> WHAT NEEDS TO BE DONE: Say how many lines of the material below contain the word "grassy", with no other words.

[[ DATA TO EXAMINE open ]]

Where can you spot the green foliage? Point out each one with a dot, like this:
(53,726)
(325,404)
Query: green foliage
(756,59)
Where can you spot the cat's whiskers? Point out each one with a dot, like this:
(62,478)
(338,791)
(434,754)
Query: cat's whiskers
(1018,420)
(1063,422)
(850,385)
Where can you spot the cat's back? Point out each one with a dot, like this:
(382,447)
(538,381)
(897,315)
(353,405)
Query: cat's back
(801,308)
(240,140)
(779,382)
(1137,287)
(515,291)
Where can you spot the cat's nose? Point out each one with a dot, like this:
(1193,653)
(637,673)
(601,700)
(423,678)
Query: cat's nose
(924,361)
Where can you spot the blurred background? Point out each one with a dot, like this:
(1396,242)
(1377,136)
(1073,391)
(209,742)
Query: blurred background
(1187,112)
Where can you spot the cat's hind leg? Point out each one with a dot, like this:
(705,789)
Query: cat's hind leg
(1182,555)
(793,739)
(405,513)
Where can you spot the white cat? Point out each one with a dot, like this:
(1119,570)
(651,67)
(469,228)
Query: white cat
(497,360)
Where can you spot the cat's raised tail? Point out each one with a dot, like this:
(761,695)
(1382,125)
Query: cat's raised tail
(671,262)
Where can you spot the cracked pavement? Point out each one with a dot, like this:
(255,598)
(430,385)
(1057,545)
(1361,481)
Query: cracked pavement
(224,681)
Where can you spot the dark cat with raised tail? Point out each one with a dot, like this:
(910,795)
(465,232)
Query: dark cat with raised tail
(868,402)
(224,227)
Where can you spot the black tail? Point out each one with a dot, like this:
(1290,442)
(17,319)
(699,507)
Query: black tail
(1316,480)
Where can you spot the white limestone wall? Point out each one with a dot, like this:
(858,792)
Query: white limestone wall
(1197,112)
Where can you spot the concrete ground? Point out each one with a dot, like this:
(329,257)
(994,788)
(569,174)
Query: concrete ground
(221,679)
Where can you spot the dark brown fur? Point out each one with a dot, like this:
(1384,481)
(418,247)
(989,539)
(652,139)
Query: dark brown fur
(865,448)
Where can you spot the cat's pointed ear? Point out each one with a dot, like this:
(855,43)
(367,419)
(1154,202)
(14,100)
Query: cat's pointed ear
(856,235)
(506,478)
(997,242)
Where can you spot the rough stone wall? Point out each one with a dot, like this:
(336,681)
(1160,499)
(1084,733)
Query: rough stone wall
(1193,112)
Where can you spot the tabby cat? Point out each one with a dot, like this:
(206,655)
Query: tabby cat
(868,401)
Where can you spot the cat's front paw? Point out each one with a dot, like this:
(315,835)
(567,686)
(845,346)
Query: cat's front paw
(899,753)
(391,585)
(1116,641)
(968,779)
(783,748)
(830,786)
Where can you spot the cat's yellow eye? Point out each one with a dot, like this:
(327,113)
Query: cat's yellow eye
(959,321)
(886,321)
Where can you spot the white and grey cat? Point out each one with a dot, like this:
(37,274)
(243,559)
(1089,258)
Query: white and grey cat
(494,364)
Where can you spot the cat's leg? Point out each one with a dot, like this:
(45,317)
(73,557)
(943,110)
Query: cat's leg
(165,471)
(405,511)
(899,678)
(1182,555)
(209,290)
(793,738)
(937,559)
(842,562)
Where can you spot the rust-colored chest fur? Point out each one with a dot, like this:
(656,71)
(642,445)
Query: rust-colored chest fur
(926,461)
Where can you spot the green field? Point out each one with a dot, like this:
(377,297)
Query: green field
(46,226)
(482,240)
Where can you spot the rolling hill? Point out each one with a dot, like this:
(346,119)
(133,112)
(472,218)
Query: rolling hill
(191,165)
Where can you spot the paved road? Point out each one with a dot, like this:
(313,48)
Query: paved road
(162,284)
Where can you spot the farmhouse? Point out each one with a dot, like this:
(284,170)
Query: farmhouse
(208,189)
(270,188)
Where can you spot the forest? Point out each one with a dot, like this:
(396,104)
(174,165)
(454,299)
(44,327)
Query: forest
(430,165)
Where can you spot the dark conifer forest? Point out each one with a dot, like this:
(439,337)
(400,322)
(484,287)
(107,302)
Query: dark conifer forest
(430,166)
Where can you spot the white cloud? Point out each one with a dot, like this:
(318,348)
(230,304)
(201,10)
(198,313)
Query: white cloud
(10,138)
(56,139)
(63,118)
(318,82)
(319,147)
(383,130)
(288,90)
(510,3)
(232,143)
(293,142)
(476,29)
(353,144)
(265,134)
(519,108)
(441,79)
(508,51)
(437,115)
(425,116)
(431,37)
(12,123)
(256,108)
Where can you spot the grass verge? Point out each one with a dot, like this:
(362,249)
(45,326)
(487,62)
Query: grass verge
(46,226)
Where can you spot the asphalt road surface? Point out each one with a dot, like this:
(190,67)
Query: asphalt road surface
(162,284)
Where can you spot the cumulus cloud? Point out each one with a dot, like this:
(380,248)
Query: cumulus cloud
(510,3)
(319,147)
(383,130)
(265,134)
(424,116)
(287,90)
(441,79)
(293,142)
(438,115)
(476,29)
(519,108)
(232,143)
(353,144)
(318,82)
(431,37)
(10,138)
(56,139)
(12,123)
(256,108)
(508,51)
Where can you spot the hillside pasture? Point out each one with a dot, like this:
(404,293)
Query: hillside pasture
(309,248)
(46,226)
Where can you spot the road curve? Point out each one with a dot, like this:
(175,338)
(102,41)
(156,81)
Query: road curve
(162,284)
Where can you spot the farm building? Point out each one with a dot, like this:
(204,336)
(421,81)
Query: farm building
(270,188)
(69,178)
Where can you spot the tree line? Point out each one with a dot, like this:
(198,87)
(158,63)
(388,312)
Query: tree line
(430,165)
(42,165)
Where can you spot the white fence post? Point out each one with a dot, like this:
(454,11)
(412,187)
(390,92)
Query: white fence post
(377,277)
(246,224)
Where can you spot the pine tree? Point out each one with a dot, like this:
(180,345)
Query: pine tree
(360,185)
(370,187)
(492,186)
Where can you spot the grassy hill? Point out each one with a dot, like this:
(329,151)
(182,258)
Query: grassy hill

[[ DATA TO EXAMINE closed ]]

> YOUR RESPONSE: 2